▶ _HOW TO COMPLETE THIS TASK_: In the listing below, how many lines contain the string "ground"? Reply with the number alone.

▶ _INPUT FOR THIS TASK_:
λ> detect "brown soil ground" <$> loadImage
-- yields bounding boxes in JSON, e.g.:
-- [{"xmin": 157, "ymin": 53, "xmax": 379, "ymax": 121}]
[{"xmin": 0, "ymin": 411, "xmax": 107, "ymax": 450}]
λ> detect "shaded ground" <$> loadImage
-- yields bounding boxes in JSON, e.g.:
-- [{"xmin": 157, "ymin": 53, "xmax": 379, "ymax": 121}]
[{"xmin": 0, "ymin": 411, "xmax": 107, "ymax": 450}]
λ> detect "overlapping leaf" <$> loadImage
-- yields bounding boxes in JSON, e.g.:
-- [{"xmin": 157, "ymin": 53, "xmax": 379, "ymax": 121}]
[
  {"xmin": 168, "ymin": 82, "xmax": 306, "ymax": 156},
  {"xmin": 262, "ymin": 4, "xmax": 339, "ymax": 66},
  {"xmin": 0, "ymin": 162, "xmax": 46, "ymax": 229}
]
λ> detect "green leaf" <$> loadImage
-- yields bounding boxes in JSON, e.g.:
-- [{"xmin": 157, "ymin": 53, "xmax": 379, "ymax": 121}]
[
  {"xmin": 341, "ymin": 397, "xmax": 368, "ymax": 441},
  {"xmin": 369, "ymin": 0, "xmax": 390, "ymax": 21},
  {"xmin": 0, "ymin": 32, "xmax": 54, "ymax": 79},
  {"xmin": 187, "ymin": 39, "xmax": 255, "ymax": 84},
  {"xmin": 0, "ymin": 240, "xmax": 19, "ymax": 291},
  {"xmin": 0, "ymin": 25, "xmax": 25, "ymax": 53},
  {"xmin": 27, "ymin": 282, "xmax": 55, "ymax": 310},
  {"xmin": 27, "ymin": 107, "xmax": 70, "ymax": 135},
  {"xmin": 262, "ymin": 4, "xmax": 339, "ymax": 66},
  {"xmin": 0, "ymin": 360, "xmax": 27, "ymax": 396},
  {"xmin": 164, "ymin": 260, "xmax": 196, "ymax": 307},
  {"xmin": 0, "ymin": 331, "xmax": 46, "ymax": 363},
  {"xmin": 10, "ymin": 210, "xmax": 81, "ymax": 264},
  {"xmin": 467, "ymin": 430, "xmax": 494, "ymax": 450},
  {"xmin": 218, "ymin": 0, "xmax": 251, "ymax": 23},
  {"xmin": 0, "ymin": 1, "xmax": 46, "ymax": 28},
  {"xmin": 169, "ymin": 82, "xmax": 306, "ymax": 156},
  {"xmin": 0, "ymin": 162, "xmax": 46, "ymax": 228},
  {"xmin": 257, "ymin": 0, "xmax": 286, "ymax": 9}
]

▶ _SOLVED EXERCISE_: 2